• _TASK TO CARRY OUT_:
Change every occurrence of "moth leg" to "moth antenna" throughout the records below, and leave everything else the same.

[DATA RECORDS start]

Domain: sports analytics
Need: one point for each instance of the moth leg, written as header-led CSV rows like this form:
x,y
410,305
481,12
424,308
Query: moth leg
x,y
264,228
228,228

[DATA RECORDS end]

• _TASK RESULT_:
Domain: sports analytics
Need: one point for each instance of the moth antenna, written as header-led CSV rows like this form:
x,y
410,305
481,12
424,308
Query: moth antenna
x,y
264,228
228,228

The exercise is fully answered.